Exercise directions:
Every line in the data must be transcribed exactly.

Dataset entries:
━━━━━━
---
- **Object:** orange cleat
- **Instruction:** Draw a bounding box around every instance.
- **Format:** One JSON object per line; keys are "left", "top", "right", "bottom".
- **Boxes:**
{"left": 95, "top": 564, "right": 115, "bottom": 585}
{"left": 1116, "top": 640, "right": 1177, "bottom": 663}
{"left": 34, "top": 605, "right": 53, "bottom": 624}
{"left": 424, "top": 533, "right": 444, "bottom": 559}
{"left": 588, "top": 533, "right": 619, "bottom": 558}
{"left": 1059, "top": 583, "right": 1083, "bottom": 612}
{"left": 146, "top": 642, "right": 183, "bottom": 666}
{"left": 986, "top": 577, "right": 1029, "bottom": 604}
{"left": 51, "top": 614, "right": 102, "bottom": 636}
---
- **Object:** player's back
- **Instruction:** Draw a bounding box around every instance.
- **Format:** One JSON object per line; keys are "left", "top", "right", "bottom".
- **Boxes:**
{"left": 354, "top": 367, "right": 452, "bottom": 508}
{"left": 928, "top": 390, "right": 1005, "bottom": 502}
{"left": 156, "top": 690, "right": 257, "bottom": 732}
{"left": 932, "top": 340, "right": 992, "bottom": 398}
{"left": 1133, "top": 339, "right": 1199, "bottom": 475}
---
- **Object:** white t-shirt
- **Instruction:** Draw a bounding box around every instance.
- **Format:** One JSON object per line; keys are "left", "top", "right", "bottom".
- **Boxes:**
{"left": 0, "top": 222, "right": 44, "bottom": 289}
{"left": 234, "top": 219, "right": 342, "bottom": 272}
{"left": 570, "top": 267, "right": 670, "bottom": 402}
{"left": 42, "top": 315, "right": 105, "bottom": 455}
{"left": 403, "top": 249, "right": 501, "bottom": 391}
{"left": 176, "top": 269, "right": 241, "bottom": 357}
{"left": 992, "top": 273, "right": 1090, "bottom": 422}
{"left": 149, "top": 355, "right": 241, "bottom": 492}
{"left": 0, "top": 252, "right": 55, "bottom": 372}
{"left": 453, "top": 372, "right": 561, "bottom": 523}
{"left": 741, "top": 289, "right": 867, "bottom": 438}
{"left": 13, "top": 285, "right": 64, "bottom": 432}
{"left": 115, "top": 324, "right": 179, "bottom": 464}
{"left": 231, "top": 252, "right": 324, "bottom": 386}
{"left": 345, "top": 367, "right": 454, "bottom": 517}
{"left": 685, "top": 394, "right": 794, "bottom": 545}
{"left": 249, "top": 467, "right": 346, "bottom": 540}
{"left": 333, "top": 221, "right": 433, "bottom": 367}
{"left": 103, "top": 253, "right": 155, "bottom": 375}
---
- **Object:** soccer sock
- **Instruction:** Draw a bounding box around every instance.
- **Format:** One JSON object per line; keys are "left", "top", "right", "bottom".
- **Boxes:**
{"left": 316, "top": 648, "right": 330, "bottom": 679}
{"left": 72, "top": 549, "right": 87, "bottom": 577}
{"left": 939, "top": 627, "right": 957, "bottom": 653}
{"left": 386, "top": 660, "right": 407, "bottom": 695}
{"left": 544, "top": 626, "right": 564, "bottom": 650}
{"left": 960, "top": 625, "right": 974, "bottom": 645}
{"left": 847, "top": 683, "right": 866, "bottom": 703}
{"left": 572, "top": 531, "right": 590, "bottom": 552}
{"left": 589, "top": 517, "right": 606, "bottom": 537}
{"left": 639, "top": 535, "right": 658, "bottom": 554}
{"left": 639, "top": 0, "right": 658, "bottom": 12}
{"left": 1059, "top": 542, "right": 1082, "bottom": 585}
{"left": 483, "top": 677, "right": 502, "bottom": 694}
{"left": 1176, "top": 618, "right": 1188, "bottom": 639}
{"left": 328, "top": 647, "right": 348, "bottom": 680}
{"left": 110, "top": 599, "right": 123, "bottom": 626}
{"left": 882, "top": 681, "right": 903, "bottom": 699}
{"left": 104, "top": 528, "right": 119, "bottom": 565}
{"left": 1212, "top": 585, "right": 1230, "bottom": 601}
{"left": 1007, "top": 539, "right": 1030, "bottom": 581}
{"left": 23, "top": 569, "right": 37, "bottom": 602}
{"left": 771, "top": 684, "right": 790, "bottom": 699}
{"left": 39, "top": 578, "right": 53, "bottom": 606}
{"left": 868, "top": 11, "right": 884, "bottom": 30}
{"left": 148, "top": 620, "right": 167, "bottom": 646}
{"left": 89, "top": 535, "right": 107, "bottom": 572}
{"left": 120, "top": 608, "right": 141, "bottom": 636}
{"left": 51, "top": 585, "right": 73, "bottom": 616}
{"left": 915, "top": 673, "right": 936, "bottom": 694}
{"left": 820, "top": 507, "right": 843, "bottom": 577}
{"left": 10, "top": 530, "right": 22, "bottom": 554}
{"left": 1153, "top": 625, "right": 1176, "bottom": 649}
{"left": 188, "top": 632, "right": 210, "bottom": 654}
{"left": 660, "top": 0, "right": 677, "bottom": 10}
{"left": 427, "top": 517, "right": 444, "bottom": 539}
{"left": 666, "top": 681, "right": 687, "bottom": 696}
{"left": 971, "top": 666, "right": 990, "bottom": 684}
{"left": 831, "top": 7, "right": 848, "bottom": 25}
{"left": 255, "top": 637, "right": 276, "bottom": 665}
━━━━━━
Finished task:
---
- **Object:** orange cleat
- **Instruction:** Draw a bounding box around every instance.
- **Format:** One JSON object per line; keys are "left", "top", "right", "bottom".
- **Boxes:**
{"left": 95, "top": 564, "right": 115, "bottom": 585}
{"left": 1116, "top": 640, "right": 1177, "bottom": 663}
{"left": 34, "top": 605, "right": 53, "bottom": 624}
{"left": 424, "top": 533, "right": 444, "bottom": 559}
{"left": 588, "top": 533, "right": 619, "bottom": 558}
{"left": 1059, "top": 583, "right": 1083, "bottom": 612}
{"left": 146, "top": 642, "right": 183, "bottom": 666}
{"left": 986, "top": 577, "right": 1029, "bottom": 604}
{"left": 51, "top": 614, "right": 102, "bottom": 636}
---
- **Object:** player's back
- **Instruction:** Draw a bounding box around every instance.
- **Format:** One JSON object per line; keys are "left", "top", "right", "bottom".
- **Boxes:**
{"left": 354, "top": 367, "right": 452, "bottom": 508}
{"left": 928, "top": 390, "right": 1005, "bottom": 502}
{"left": 156, "top": 690, "right": 257, "bottom": 732}
{"left": 932, "top": 340, "right": 992, "bottom": 398}
{"left": 1133, "top": 339, "right": 1199, "bottom": 475}
---
- **Object:** white t-shirt
- **Instruction:** Draw a bounding box around every instance.
- **Format:** One JSON object per line; keys are "left", "top", "right", "bottom".
- **Boxes:**
{"left": 0, "top": 222, "right": 44, "bottom": 289}
{"left": 234, "top": 219, "right": 342, "bottom": 272}
{"left": 570, "top": 267, "right": 670, "bottom": 402}
{"left": 42, "top": 315, "right": 105, "bottom": 455}
{"left": 403, "top": 249, "right": 501, "bottom": 391}
{"left": 176, "top": 269, "right": 241, "bottom": 357}
{"left": 992, "top": 273, "right": 1090, "bottom": 422}
{"left": 149, "top": 355, "right": 241, "bottom": 492}
{"left": 0, "top": 252, "right": 55, "bottom": 372}
{"left": 453, "top": 372, "right": 561, "bottom": 523}
{"left": 741, "top": 289, "right": 867, "bottom": 438}
{"left": 13, "top": 285, "right": 64, "bottom": 432}
{"left": 115, "top": 324, "right": 179, "bottom": 464}
{"left": 231, "top": 252, "right": 324, "bottom": 386}
{"left": 345, "top": 367, "right": 454, "bottom": 517}
{"left": 685, "top": 394, "right": 794, "bottom": 545}
{"left": 249, "top": 467, "right": 346, "bottom": 540}
{"left": 333, "top": 221, "right": 433, "bottom": 367}
{"left": 103, "top": 253, "right": 155, "bottom": 375}
---
- **Object:** soccer sock
- **Instruction:** Draw a bounding box around every instance.
- **Format:** One JSON object per line; keys are "left", "top", "right", "bottom".
- **Boxes:**
{"left": 316, "top": 648, "right": 330, "bottom": 679}
{"left": 72, "top": 549, "right": 87, "bottom": 577}
{"left": 939, "top": 627, "right": 957, "bottom": 653}
{"left": 386, "top": 660, "right": 407, "bottom": 695}
{"left": 544, "top": 626, "right": 564, "bottom": 650}
{"left": 960, "top": 625, "right": 974, "bottom": 645}
{"left": 847, "top": 683, "right": 866, "bottom": 703}
{"left": 572, "top": 531, "right": 590, "bottom": 552}
{"left": 589, "top": 517, "right": 606, "bottom": 537}
{"left": 639, "top": 535, "right": 658, "bottom": 554}
{"left": 639, "top": 0, "right": 658, "bottom": 12}
{"left": 1059, "top": 542, "right": 1082, "bottom": 585}
{"left": 483, "top": 677, "right": 502, "bottom": 694}
{"left": 1176, "top": 618, "right": 1188, "bottom": 639}
{"left": 328, "top": 647, "right": 348, "bottom": 680}
{"left": 110, "top": 599, "right": 123, "bottom": 626}
{"left": 882, "top": 681, "right": 903, "bottom": 699}
{"left": 104, "top": 528, "right": 119, "bottom": 565}
{"left": 1212, "top": 585, "right": 1230, "bottom": 601}
{"left": 1007, "top": 539, "right": 1030, "bottom": 581}
{"left": 23, "top": 569, "right": 37, "bottom": 602}
{"left": 771, "top": 684, "right": 790, "bottom": 699}
{"left": 39, "top": 578, "right": 53, "bottom": 606}
{"left": 868, "top": 11, "right": 884, "bottom": 30}
{"left": 148, "top": 620, "right": 167, "bottom": 646}
{"left": 89, "top": 535, "right": 107, "bottom": 572}
{"left": 120, "top": 608, "right": 141, "bottom": 636}
{"left": 51, "top": 585, "right": 73, "bottom": 616}
{"left": 915, "top": 673, "right": 936, "bottom": 694}
{"left": 820, "top": 507, "right": 843, "bottom": 577}
{"left": 10, "top": 530, "right": 22, "bottom": 554}
{"left": 1153, "top": 625, "right": 1176, "bottom": 649}
{"left": 188, "top": 632, "right": 210, "bottom": 654}
{"left": 660, "top": 0, "right": 677, "bottom": 10}
{"left": 427, "top": 517, "right": 444, "bottom": 539}
{"left": 666, "top": 681, "right": 687, "bottom": 696}
{"left": 971, "top": 666, "right": 990, "bottom": 684}
{"left": 831, "top": 7, "right": 848, "bottom": 25}
{"left": 255, "top": 637, "right": 276, "bottom": 665}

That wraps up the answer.